_ИСХОДНЫЙ ТЕКСТ:_
"""

Если в Германии новый боевой статус лагерных СС восторгал кого-то сильнее, чем Гиммлера, так это его верного сатрапа Теодора Эйке. Вдохновленный не так давно заполученным генеральским званием (бригаденфюрер СС), Эйке с удовлетворением отмечал, что, невзирая ни на что, смог реализовать свою давнюю мечту с помощью милитаризации лагерей СС. В конце 1930-х годов он всеми средствами пытался увеличить численность частей охраны – пусть даже за счет концентрационных лагерей, как отмечал явно задетый за живое Рудольф Хёсс. Эйке проявлял «невероятную щедрость», если дело касалось частей охраны, сетовал Хёсс, всегда требуя для них самые лучшие вооружения и жилищные условия[919]. Кроме того, Эйке никогда не прекращал борьбы за новые кадры. Критерии поступления на службу были смягчены, и Эйке даже приказал «охотникам за головами», как он любовно величал своих эсэсовских рекрутеров, незаконными методами привлекать на службу в CC уже подлежавших призыву в вермахт новобранцев: «Ищите их в закусочных, в парикмахерских, в спортивных клубах. Можете даже вытаскивать их из борделей. Из любых мест. Потому что я в них заинтересован»[920].

Каким бы ненадежным ни казался описанный выше подход, тем не менее Эйке сумел привлечь достаточно много новобранцев. За 1938 год численность «Мертвой головы» СС более чем удвоилась, достигнув цифры 10 441 человек к ноябрю. К лету 1939 года она еще выросла – примерно до 12–13 тысяч штатных военнослужащих[921]. Накапливались и полученные «Мертвая головой» СС вооружения. По данным Эйке, к середине 1939 года его части имели в распоряжении свыше 800 пулеметов, почти 1500 автоматов и без малого 20 тысяч карабинов[922]. Эйке и его политические солдаты были готовы к войне за пределами своих лагерей.

Принудительный труд

В одной почтенной немецкой энциклопедии 1937 года издания описываются концентрационные лагеря СС, и в одной из статей о них сказано следующее: из заключенных «формировались группы, и их заставляли выполнять полезную работу»[923]. Неудивительно, что в энциклопедии упомянут принудительный труд, поскольку он так или иначе присутствует во всех официальных нацистских материалах, касающихся концентрационных лагерей; не было в рейхе статьи о концлагерях и их заключенных, где бы не упоминался труд. И хотя все эти материалы без исключения служили пропагандистским целям, они тем не менее отражали истинное положение дел – ежедневная работа доминировала и в жизни концентрационных лагерей, и в мыслях узников, о чем и говорится в «Песне Заксенхаузена»:

За колючей проволокой наша работа,

Наши согбенные спины саднят,

Мы закаляемся, крепчаем,

Нашей работе нет конца[924].

Разумеется, принудительный труд для пленников изобретен не в Третьем рейхе. Испокон веков каторжная работа была главной составляющей в традиционных концепциях тюрем и исправительно-трудовых лагерей, суля власть имущим массу практической выгоды. На самом низовом уровне труд рассматривался и как полезный принцип обеспечения занятости заключенных. Кроме того, производительный труд, как уже говорилось, снижал расходы на их содержание. Труд преследовал и более широкие цели, одни расценивали его как способ реабилитации заключенных, один из путей поставить их на стезю добродетели, другие считали его инструментом для приведения в соответствие тяжести содеянного и суровости наказания, а также средством отбить у заключенных охоту совершать преступления после отбытия срока[925].

"""

_Собранные записи данных:_

"""

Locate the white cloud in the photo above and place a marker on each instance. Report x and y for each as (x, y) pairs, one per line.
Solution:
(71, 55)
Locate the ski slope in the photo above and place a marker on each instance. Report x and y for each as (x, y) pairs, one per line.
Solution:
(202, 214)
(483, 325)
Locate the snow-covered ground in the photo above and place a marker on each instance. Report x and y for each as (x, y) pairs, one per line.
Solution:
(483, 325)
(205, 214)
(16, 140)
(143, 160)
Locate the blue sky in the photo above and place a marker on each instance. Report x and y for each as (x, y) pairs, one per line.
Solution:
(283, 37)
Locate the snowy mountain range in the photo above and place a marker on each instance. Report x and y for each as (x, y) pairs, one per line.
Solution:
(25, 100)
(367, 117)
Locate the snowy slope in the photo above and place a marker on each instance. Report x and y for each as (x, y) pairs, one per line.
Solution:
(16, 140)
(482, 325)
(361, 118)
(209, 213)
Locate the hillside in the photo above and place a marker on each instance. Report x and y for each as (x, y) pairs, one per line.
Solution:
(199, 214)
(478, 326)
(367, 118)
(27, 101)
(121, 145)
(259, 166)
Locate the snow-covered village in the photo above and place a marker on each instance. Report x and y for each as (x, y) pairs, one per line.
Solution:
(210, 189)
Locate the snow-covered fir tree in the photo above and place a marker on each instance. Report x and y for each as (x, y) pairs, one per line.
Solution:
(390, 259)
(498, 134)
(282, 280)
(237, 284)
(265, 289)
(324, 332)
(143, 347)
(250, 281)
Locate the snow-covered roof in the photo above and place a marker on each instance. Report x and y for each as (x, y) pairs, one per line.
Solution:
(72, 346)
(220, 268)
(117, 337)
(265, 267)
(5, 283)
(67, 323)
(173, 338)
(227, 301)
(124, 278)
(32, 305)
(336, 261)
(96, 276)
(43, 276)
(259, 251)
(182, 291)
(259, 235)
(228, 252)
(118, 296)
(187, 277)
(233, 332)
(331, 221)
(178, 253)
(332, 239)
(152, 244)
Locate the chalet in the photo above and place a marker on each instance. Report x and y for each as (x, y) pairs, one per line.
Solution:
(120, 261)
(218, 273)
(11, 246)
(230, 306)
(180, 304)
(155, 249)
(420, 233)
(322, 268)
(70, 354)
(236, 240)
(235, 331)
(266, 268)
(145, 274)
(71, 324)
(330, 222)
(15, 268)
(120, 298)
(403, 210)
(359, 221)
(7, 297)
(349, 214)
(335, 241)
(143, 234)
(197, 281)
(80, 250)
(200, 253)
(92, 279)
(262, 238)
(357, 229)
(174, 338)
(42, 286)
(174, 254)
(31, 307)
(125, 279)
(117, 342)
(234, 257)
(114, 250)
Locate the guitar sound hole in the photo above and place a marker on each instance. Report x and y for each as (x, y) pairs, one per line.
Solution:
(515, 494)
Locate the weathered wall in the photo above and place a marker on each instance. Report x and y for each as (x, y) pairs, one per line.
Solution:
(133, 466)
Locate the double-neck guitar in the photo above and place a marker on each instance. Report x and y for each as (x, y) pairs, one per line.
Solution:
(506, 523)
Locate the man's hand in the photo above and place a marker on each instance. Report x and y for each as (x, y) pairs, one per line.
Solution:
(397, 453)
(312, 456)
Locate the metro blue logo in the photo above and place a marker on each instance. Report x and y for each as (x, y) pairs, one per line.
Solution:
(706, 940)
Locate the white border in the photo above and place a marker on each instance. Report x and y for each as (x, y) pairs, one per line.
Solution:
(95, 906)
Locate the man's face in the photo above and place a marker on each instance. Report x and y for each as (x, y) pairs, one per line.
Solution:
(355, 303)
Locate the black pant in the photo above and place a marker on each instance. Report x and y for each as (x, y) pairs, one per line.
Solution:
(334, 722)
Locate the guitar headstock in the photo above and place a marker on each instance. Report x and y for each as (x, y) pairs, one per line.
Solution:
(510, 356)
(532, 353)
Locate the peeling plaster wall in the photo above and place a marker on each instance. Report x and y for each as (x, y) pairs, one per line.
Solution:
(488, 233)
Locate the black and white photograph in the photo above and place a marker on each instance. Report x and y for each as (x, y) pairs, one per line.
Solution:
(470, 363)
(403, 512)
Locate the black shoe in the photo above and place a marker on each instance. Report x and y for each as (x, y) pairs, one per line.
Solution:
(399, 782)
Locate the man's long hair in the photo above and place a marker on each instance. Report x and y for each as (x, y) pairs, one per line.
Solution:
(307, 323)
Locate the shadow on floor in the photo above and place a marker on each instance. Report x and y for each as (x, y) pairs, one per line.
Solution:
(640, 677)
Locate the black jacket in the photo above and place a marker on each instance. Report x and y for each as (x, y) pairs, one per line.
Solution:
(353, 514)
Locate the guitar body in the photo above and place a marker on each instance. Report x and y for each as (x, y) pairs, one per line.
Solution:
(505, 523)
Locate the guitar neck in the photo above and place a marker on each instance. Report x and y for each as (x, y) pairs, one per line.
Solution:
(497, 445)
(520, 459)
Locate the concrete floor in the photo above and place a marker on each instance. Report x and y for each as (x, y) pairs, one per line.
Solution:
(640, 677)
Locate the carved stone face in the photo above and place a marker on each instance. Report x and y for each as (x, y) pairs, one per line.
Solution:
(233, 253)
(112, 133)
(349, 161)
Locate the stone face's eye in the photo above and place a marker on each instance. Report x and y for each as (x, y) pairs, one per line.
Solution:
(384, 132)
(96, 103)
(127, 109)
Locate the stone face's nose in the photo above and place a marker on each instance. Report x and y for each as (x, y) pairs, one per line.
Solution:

"""

_ЗАДАНИЕ 1:_ Пожалуйста, переведите на английский язык предложение из исходного текста: «Эйке и его политические солдаты были готовы к войне за пределами своих лагерей».
_ЗАДАНИЕ 2:_ Процитируйте фрагмент исходного текста, который открывается словами, содержащими «Каким бы ненадежным», и заканчивается словами «пределами своих лагерей.».

_ОТВЕТ 1:_ Eicke and his political soldiers were ready for war beyond their camps.

_ОТВЕТ 2:_
Каким бы ненадежным ни казался описанный выше подход, тем не менее Эйке сумел привлечь достаточно много новобранцев. За 1938 год численность «Мертвой головы» СС более чем удвоилась, достигнув цифры 10 441 человек к ноябрю. К лету 1939 года она еще выросла – примерно до 12–13 тысяч штатных военнослужащих[921]. Накапливались и полученные «Мертвая головой» СС вооружения. По данным Эйке, к середине 1939 года его части имели в распоряжении свыше 800 пулеметов, почти 1500 автоматов и без малого 20 тысяч карабинов[922]. Эйке и его политические солдаты были готовы к войне за пределами своих лагерей.